╭──
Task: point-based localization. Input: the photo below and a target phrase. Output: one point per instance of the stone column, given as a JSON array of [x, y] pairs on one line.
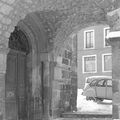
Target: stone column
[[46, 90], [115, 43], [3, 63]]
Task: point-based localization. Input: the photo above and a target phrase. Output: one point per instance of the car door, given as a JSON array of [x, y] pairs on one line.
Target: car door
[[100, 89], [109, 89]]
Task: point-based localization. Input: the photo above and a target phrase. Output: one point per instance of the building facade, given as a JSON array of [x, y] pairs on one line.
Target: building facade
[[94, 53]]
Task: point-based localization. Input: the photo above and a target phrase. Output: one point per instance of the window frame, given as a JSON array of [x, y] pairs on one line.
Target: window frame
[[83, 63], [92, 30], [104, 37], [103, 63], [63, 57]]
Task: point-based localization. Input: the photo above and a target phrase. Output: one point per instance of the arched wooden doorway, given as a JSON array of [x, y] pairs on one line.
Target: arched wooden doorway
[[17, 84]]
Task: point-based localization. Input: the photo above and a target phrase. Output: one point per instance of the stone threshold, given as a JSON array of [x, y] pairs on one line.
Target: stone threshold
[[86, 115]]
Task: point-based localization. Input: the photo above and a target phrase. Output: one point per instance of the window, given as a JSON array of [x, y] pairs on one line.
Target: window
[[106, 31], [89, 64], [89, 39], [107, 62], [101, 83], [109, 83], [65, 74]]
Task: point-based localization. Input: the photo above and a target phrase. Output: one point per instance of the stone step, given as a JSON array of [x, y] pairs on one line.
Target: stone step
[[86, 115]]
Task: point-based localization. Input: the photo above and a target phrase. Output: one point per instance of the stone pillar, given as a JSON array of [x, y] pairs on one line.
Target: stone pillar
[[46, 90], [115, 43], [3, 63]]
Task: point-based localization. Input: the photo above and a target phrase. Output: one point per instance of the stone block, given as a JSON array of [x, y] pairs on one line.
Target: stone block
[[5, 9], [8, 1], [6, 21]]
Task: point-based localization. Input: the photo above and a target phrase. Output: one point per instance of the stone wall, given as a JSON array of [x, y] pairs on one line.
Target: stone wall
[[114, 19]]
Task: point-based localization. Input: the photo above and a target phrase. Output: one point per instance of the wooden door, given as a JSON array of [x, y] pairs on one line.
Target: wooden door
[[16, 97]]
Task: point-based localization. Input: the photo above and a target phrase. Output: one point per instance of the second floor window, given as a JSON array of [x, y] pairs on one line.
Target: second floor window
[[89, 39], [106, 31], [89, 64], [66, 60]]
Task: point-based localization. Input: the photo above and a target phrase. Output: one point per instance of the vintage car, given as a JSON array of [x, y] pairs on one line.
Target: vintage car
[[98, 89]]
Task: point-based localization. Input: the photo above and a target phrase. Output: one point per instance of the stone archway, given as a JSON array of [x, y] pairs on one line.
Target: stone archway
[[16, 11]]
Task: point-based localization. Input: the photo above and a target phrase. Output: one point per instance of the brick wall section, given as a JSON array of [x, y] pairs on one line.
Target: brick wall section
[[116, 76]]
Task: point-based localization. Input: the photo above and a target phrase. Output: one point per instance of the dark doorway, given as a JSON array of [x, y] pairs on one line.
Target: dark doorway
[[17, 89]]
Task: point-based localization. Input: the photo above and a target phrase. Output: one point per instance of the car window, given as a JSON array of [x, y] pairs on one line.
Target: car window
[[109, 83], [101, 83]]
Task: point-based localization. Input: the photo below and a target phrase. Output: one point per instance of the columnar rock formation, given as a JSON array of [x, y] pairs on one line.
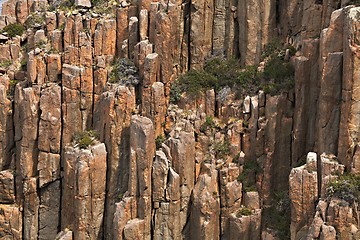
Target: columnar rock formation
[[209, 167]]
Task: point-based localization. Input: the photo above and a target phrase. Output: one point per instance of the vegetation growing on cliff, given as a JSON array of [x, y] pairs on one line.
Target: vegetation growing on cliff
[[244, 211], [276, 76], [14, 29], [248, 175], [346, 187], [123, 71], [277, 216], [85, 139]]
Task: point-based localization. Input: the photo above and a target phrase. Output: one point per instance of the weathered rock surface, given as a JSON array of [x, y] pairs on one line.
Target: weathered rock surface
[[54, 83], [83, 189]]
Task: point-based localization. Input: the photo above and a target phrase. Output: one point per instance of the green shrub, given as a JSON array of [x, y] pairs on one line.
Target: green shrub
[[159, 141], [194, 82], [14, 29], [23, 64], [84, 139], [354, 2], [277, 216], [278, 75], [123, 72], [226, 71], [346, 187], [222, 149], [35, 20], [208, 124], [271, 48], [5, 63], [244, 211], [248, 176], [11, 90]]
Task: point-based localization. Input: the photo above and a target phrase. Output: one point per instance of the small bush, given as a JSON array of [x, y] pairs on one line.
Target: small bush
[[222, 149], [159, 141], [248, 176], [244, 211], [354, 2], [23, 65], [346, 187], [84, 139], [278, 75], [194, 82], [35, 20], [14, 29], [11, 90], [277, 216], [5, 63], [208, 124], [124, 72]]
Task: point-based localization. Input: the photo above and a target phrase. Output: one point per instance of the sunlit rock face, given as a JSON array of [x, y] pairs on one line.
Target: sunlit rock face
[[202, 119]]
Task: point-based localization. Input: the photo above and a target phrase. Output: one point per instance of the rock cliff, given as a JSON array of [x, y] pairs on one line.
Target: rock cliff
╰──
■ **What is expected**
Carry over each record above character for character, with the pictures left out.

■ **Answer below**
Task: point-based localization. Input: the photo below and a target phrase. Output: one point per instance of the stone column, given as a JSON array of [x, y] pairs on one line.
Target: stone column
[[46, 90], [115, 43], [3, 63]]
Task: point-based localization. Input: the photo above and a target phrase. Output: one point per instance of the car door, given as a JSON array of [x, y] pairs on one line.
Target: car door
[[100, 89], [109, 89]]
Task: point-based localization. Input: the photo above and a target phrase. Output: one point per instance of the building facade, given as a JSON array of [x, y] pairs on one line.
Target: building facade
[[94, 53]]
Task: point-based localization. Input: the photo above and a target phrase. Output: one point per instance of the window frame, given as a JSON array of [x, y] pairs on one line.
Target: window frame
[[83, 63], [92, 30], [104, 37], [103, 63], [63, 57]]
Task: point-based localization. Input: the photo above and a target phrase. Output: one point per instance of the arched wooden doorway, given as a JSON array of [x, y] pairs on one line.
Target: arched wooden doorway
[[17, 84]]
Task: point-based localization. Input: the photo above and a target phrase. Output: one point per instance of the stone threshold, given as a JSON array of [x, y] pairs on one line.
Target: stone threshold
[[86, 115]]
Task: point-based localization. Input: the photo above and a target phrase. Output: one point per instance of the window, given as a JSON array of [x, y] pairs on one line.
Target: window
[[106, 31], [89, 64], [89, 39], [107, 62], [101, 83], [109, 83], [65, 74]]
Task: point-based localization. Input: the photo above and a target phrase. Output: one point per instance of the stone step, given as a JSON array of [x, y] pairs on one line.
Target: stone step
[[86, 115]]
Task: point-based localization. Input: the photo above and a target phrase. Output: one point per instance of the stone pillar, given as a JSON array of [x, y] pairs on one line.
Target: stone pillar
[[46, 90], [115, 43], [3, 63]]
Task: point-based localization. Input: the photo above and a target phrase. Output: one point per instance of the stone block, given as a JSON array of [x, y] pairs on one line.
Target: stone block
[[5, 9], [8, 1], [6, 21]]
Task: point-based localization. Input: the photo above and a target phrase. Output: one point per instance of the stone wall, given as a JSON array of [x, y] pairs on one line.
Target: stone wall
[[114, 19]]
Task: point-based localization. Input: the photo above and a target phrase. Output: one point per instance of the wooden door, given as a JSON array of [x, y] pairs on one line.
Target: wooden door
[[16, 97]]
Task: point-based localization. Input: the photo above and a target phrase. Output: one point per instance of the second floor window, given as a JSON array of [x, y] pairs on one line.
Target: second floor window
[[89, 39], [106, 31], [89, 64], [66, 60]]
Task: point-based localization. Input: the photo above and a target phrase. Output: one point per instance of the vintage car, given as a JSON array of [x, y] pairs on one line.
Target: vintage car
[[98, 89]]
Task: point-based localization. Input: the photo above and a target phrase. Output: one point per instance of the stone archway, given as a JSON array of [x, y] pairs on one line.
Target: stone archway
[[16, 11]]
Task: point-based localization. Input: the photo above and a target phrase. Output: one point per instance of the brick wall section, given as a JSON array of [x, y] pairs on one line.
Target: brick wall section
[[116, 76]]
Task: point-based localization. Input: the photo above and a target phrase. Output: one point per instance of the dark doorway, given as a JSON array of [x, y] pairs on one line.
Target: dark doorway
[[17, 89]]
Task: point-based localization. Input: the photo above and a target phrase. Output: one point per instance of the car window, given as a JSON array of [x, y] pairs on one line.
Target: car window
[[109, 83], [101, 83]]
Task: point-based localization. Input: the photo below and a target phrase. Output: one point per instance of the columnar rock formation, given as a JSON array of [x, y] pairs on one line.
Target: columnar rock formation
[[209, 167]]
Task: point-based localization. Input: the photo above and a target phrase. Output: one point per instance of the vegetation growing on cliff, given as a JSON array of [x, y] pairs on one line.
Target: vegetation growing on cliff
[[244, 211], [276, 76], [14, 29], [248, 175], [346, 187], [123, 71], [277, 216], [85, 139]]
Task: point-based localization. Input: the photo above and a target phrase. Output: one point per instance of the weathered rock surface, given as a JSON array of [x, y] pairs on one line.
Target: weathered rock surface
[[54, 83], [83, 189]]
Task: point-based localization. Input: the photo above and a target phrase. Output: one point per instance of the green shrub, given as a JSON array of [x, y] pairs on one line.
Target: green shrub
[[159, 141], [194, 82], [14, 29], [23, 64], [84, 139], [354, 2], [277, 216], [278, 75], [123, 72], [226, 71], [346, 187], [222, 149], [35, 20], [208, 124], [271, 48], [5, 63], [244, 211], [248, 176], [11, 90]]
Task: point-based localization. Input: the photo above and a target phrase. Output: one point per instance of the small bush, given as a JSON array of [x, y] pairs on one line.
Target: small bush
[[222, 149], [159, 141], [248, 176], [244, 211], [354, 2], [23, 65], [346, 187], [84, 139], [278, 75], [194, 82], [35, 20], [14, 29], [11, 90], [277, 216], [5, 63], [208, 124], [124, 72]]
Task: point-based localization. Input: the photo above and a target phrase. Output: one point per instance of the sunlit rock face, given as a JSON array of [x, y] pairs on one line.
Target: sunlit rock face
[[202, 119]]
Task: point-based localization. Input: the photo above and a target phrase. Output: one point per instance of the rock cliff, given as a JSON array of [x, y] pairs on one line.
Target: rock cliff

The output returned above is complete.